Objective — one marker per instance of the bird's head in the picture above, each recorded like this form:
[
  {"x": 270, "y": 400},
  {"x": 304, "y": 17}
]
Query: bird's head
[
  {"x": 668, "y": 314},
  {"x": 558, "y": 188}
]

#####

▸ How to complete this task: Write out each record exactly, without addition or omission.

▸ Answer below:
Objective — one marker per instance of the bird's head in the picture above, each recorded like this form:
[
  {"x": 270, "y": 400},
  {"x": 304, "y": 17}
]
Query: bird's head
[
  {"x": 668, "y": 314},
  {"x": 558, "y": 188}
]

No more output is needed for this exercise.